Your tasks →
• 1. Answer these questions about the career profile of Mia Judkins:
(a) What was the name of the soap opera Mia hoped to act in?
(b) What did she find out about acting once she was at university?
(c) In what year did she move to San Francisco?
• 2. Pick up the career profile of Mia Judkins after its last sentence and write the next paragraph.

Illustration by Michele Rosenthal

Mia Judkins, lead project manager at Modcloth, has had a career spanning from New Zealand to San Francisco, from stage management to software project management, and including two separate stints at ModCloth.

Read on to find out what she’s learned from those twists and turns:

From the Stage to Scrum

Mia’s career aspirations early on were fairly one-track: “I wanted to be an actress in New Zealand’s one and only soap opera at the time, called Shortland Street.” She went to university to further her acting ambitions…only to discover that she hated acting.

However, all wasn’t lost. In the process, she discovered that, though she didn’t care to be on the stage, she did love working behind it. So she went on to do that for a time, before eventually transitioning into publishing — “I wanted to get some of these awesome plays I was reading out to a wider audience.” She started out as a web editor, before moving to San Francisco in 2010 to work for a large educational publisher.

[Dataset records]

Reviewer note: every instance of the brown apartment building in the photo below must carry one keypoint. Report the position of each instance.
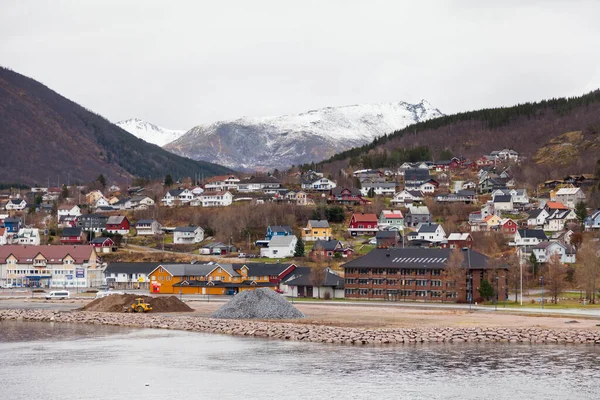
(398, 274)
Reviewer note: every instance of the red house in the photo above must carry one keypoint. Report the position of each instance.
(346, 196)
(363, 224)
(72, 236)
(118, 224)
(508, 226)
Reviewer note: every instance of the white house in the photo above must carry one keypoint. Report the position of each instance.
(319, 184)
(188, 235)
(16, 205)
(29, 236)
(214, 199)
(545, 250)
(570, 196)
(145, 227)
(431, 232)
(280, 247)
(407, 196)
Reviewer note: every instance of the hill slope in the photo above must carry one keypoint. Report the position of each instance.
(532, 129)
(43, 135)
(149, 132)
(275, 142)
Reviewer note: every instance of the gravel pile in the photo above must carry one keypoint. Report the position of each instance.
(117, 302)
(261, 303)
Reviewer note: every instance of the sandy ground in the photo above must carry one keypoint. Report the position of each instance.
(398, 317)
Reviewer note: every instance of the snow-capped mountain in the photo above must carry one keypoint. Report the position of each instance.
(276, 142)
(149, 132)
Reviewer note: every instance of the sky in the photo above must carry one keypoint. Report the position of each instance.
(179, 64)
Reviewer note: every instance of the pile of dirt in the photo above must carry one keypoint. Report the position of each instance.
(118, 302)
(261, 303)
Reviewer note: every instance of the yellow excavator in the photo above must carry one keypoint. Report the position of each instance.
(139, 306)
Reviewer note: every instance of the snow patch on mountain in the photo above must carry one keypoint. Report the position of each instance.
(281, 141)
(149, 132)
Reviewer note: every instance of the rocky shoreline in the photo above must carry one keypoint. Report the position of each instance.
(311, 333)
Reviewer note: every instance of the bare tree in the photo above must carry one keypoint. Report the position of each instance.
(588, 270)
(555, 276)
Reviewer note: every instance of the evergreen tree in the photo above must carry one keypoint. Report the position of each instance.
(486, 290)
(168, 180)
(299, 251)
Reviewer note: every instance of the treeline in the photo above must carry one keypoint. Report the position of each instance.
(490, 118)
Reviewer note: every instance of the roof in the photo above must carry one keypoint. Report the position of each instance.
(418, 258)
(364, 217)
(331, 279)
(53, 254)
(428, 227)
(115, 219)
(533, 233)
(71, 232)
(282, 241)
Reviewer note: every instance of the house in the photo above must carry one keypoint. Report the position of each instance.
(50, 266)
(593, 221)
(177, 197)
(145, 227)
(545, 250)
(348, 196)
(103, 244)
(30, 236)
(258, 183)
(417, 215)
(303, 286)
(458, 240)
(363, 224)
(118, 224)
(72, 236)
(68, 210)
(217, 249)
(537, 217)
(407, 197)
(316, 230)
(570, 196)
(92, 222)
(321, 184)
(188, 235)
(215, 199)
(431, 232)
(557, 220)
(215, 278)
(417, 274)
(503, 203)
(379, 188)
(391, 220)
(15, 205)
(12, 225)
(135, 275)
(389, 238)
(280, 247)
(220, 184)
(508, 226)
(327, 249)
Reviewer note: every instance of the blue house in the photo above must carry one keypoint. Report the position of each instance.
(593, 221)
(277, 231)
(12, 225)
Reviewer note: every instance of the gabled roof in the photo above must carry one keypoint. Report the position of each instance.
(321, 223)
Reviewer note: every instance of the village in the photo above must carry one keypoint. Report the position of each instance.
(448, 231)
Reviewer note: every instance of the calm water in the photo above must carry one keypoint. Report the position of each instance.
(58, 361)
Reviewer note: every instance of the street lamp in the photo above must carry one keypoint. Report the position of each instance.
(542, 280)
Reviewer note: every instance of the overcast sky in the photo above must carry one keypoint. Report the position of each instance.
(179, 64)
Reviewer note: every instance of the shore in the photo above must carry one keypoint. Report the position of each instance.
(309, 331)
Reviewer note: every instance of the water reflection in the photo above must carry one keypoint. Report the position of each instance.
(109, 362)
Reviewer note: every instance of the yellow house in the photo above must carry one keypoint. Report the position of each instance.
(316, 230)
(216, 279)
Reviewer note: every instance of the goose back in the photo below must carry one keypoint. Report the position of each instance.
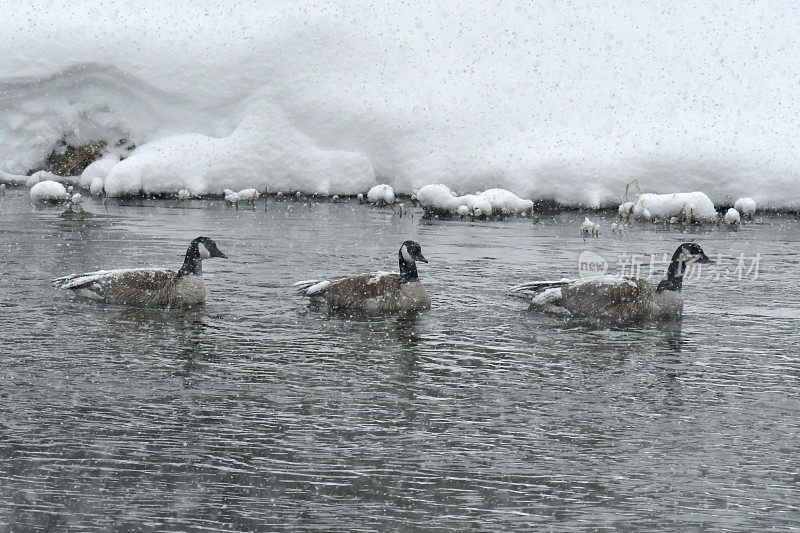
(621, 298)
(372, 293)
(140, 287)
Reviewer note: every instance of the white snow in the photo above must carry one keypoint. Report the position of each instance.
(565, 101)
(547, 296)
(439, 196)
(732, 217)
(624, 210)
(693, 206)
(318, 287)
(590, 227)
(375, 277)
(48, 191)
(381, 194)
(96, 186)
(249, 195)
(745, 206)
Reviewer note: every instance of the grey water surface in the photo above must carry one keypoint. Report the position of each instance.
(256, 412)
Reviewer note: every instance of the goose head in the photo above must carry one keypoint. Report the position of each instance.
(690, 252)
(199, 249)
(410, 252)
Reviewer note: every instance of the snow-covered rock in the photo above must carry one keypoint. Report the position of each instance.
(745, 206)
(589, 227)
(325, 96)
(275, 157)
(96, 186)
(381, 194)
(98, 169)
(493, 201)
(690, 206)
(624, 210)
(43, 175)
(732, 217)
(249, 195)
(48, 191)
(505, 202)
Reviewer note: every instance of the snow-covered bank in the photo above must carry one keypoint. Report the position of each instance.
(549, 101)
(439, 199)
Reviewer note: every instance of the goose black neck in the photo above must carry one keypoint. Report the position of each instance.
(192, 263)
(408, 271)
(674, 281)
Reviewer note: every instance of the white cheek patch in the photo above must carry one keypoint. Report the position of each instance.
(406, 256)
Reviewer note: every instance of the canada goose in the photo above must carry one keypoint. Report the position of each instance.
(616, 297)
(148, 286)
(376, 292)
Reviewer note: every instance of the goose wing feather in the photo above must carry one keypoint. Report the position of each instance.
(139, 286)
(609, 297)
(352, 292)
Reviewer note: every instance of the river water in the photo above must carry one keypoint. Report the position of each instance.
(256, 412)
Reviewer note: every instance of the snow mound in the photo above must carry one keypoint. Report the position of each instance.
(732, 217)
(745, 206)
(97, 186)
(97, 169)
(264, 150)
(439, 197)
(325, 96)
(381, 194)
(589, 227)
(690, 206)
(48, 191)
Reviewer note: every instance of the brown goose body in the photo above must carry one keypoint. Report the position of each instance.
(152, 287)
(373, 293)
(138, 287)
(376, 292)
(619, 298)
(610, 297)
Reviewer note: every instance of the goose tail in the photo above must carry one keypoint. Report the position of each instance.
(532, 288)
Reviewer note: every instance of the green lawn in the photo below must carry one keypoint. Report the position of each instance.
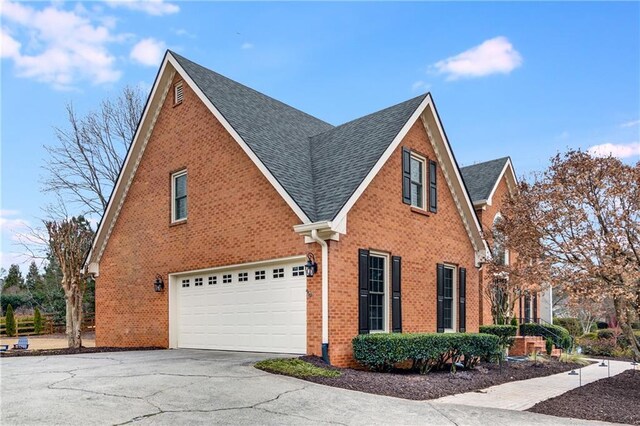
(295, 367)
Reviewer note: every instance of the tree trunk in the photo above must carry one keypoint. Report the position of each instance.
(74, 319)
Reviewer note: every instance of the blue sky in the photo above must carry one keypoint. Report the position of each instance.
(518, 79)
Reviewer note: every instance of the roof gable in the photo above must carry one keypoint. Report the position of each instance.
(482, 178)
(277, 133)
(343, 156)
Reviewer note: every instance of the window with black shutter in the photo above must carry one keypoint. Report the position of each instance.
(462, 300)
(433, 187)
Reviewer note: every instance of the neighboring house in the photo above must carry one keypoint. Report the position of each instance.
(488, 184)
(224, 193)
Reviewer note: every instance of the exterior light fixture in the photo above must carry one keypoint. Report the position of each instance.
(158, 284)
(311, 267)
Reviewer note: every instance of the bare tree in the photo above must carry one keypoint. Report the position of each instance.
(83, 166)
(578, 226)
(69, 241)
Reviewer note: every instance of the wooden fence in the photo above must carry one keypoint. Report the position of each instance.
(25, 325)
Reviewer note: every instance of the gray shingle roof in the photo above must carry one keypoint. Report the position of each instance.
(319, 165)
(343, 156)
(481, 178)
(277, 133)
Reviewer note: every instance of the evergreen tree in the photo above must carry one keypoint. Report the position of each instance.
(38, 322)
(33, 279)
(14, 277)
(10, 322)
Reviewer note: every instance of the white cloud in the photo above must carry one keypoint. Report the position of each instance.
(620, 150)
(420, 86)
(494, 56)
(632, 123)
(150, 7)
(148, 52)
(61, 46)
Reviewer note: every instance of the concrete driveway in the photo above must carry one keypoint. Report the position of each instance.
(193, 386)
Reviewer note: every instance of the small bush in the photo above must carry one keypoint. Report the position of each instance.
(571, 324)
(606, 333)
(295, 367)
(560, 336)
(426, 351)
(548, 345)
(38, 323)
(506, 333)
(10, 322)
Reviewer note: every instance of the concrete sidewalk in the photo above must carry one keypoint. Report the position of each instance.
(524, 394)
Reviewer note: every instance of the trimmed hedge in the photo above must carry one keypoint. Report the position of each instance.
(426, 351)
(560, 335)
(571, 324)
(506, 333)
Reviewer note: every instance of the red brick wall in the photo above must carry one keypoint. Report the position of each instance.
(380, 221)
(234, 216)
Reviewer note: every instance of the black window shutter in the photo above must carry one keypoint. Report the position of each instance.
(406, 176)
(462, 300)
(433, 187)
(440, 308)
(396, 298)
(363, 284)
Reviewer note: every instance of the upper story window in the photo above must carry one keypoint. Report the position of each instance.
(179, 196)
(178, 93)
(417, 181)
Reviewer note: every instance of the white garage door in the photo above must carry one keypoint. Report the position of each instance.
(257, 308)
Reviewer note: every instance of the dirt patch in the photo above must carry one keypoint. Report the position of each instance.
(614, 399)
(436, 384)
(69, 351)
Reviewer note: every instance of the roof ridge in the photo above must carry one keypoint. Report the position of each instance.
(249, 88)
(424, 95)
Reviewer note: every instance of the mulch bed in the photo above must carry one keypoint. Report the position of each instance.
(615, 399)
(72, 351)
(436, 384)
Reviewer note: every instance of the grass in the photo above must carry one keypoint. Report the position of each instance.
(295, 367)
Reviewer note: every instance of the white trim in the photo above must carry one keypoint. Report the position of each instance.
(175, 176)
(454, 298)
(423, 161)
(512, 184)
(265, 171)
(387, 294)
(161, 88)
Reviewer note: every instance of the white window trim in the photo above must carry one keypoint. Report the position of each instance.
(387, 294)
(423, 164)
(174, 177)
(454, 302)
(176, 86)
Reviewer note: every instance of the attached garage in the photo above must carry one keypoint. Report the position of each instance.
(260, 307)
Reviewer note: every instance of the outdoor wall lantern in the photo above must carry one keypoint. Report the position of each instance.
(311, 266)
(158, 284)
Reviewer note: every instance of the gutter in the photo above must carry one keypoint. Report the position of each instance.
(325, 293)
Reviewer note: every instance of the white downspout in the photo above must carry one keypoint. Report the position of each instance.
(325, 293)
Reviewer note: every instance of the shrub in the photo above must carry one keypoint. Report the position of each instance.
(597, 347)
(560, 336)
(606, 333)
(506, 333)
(426, 351)
(10, 322)
(571, 324)
(38, 323)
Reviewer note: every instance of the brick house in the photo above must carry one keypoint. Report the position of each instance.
(226, 194)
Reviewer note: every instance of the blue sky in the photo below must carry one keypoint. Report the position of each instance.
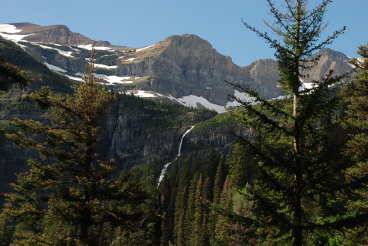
(137, 23)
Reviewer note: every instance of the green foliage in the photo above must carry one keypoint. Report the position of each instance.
(69, 195)
(356, 124)
(300, 190)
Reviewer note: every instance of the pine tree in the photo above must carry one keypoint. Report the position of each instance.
(10, 75)
(356, 124)
(69, 194)
(300, 188)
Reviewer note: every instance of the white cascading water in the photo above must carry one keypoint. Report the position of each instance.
(166, 166)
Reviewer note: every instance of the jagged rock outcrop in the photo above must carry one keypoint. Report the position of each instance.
(184, 68)
(57, 34)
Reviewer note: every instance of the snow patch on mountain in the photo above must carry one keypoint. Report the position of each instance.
(14, 37)
(89, 47)
(55, 68)
(240, 96)
(144, 48)
(103, 66)
(74, 78)
(115, 79)
(9, 28)
(196, 101)
(130, 59)
(61, 52)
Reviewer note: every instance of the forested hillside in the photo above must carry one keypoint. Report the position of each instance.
(85, 161)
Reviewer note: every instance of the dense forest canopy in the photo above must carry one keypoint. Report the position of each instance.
(285, 171)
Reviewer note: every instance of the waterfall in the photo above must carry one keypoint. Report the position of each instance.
(166, 166)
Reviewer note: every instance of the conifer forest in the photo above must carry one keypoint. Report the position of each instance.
(88, 163)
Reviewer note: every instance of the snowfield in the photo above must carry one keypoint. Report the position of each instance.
(89, 47)
(144, 48)
(103, 66)
(114, 79)
(55, 68)
(61, 52)
(194, 101)
(9, 28)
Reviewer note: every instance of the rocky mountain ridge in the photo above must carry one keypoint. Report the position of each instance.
(183, 68)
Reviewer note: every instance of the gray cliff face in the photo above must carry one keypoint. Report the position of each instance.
(58, 34)
(177, 67)
(188, 65)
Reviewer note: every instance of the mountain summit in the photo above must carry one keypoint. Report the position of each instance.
(183, 68)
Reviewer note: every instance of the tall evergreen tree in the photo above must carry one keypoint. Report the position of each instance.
(69, 195)
(356, 124)
(10, 75)
(300, 187)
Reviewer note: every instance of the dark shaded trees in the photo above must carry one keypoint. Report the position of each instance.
(300, 188)
(355, 123)
(69, 195)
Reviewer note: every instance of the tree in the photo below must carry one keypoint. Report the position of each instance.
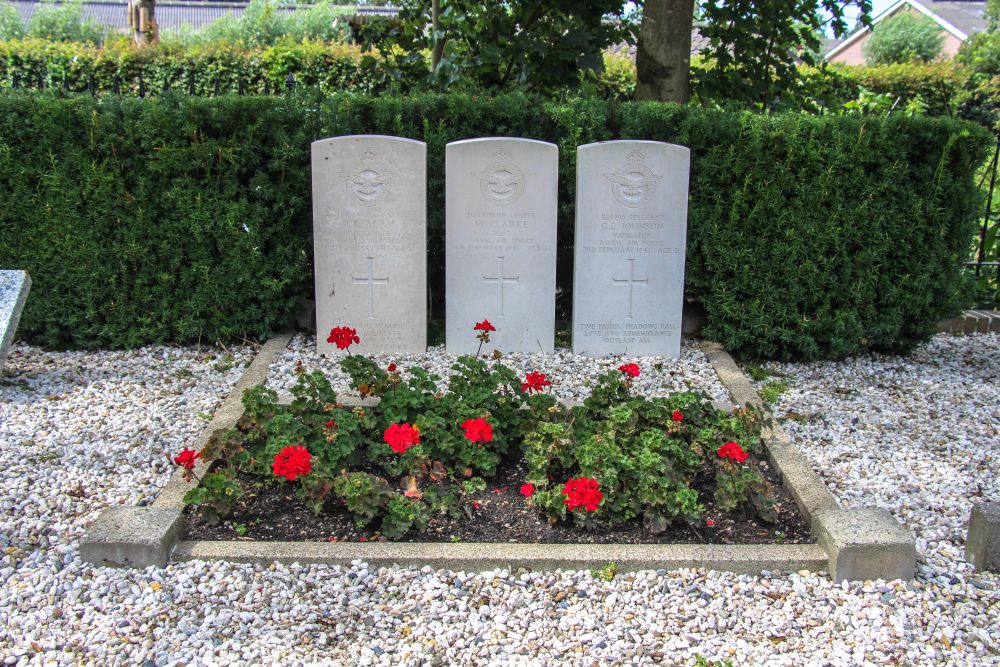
(663, 57)
(142, 20)
(533, 45)
(753, 46)
(902, 38)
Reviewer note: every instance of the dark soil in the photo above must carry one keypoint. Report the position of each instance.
(270, 512)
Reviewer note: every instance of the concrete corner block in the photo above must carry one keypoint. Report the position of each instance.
(982, 542)
(132, 537)
(865, 543)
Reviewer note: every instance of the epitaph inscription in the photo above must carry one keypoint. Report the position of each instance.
(500, 243)
(369, 228)
(631, 229)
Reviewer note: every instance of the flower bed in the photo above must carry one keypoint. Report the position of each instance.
(493, 458)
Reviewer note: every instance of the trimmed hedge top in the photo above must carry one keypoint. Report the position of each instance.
(180, 218)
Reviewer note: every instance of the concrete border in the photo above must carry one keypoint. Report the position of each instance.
(863, 543)
(10, 310)
(971, 321)
(808, 488)
(842, 550)
(744, 559)
(144, 536)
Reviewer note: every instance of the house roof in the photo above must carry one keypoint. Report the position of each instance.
(172, 14)
(959, 18)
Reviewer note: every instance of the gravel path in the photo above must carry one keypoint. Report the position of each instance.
(572, 376)
(79, 432)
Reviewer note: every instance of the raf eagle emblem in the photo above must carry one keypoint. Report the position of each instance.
(634, 183)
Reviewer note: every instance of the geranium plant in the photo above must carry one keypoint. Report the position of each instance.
(423, 451)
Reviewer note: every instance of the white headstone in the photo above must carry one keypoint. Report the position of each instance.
(631, 231)
(500, 229)
(370, 235)
(14, 286)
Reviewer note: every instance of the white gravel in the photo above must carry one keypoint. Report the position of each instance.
(79, 432)
(572, 376)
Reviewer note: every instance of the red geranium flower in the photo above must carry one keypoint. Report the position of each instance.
(733, 451)
(401, 437)
(343, 337)
(292, 462)
(478, 430)
(631, 370)
(187, 458)
(534, 381)
(582, 493)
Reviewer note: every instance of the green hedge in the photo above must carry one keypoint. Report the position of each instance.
(179, 218)
(330, 67)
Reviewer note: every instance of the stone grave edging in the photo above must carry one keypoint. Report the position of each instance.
(152, 536)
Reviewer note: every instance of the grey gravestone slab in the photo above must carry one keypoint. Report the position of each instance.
(631, 230)
(370, 233)
(501, 243)
(14, 287)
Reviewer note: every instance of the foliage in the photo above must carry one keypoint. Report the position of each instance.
(64, 22)
(606, 572)
(215, 496)
(178, 218)
(904, 37)
(614, 459)
(615, 82)
(265, 23)
(204, 67)
(520, 44)
(10, 22)
(754, 46)
(644, 459)
(365, 495)
(981, 53)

Answers provided →
• 1.
(a) Shortland Street
(b) She hated acting.
(c) 2010

• 2.
Mia admits that her expectations for the publishing industry didn’t quit match up with reality. “I had this incredibly romantic idea that I’d sit with a glass of red wine, a pencil, and a stack of scripts by a roaring fire, and I’d slowly work my way through editing these scripts to help playwrights and turn them into beautiful tomes.” In reality, her experience in the publishing industry was similar to working on software, as the team at Cengage uses agile scrum to manage their projects.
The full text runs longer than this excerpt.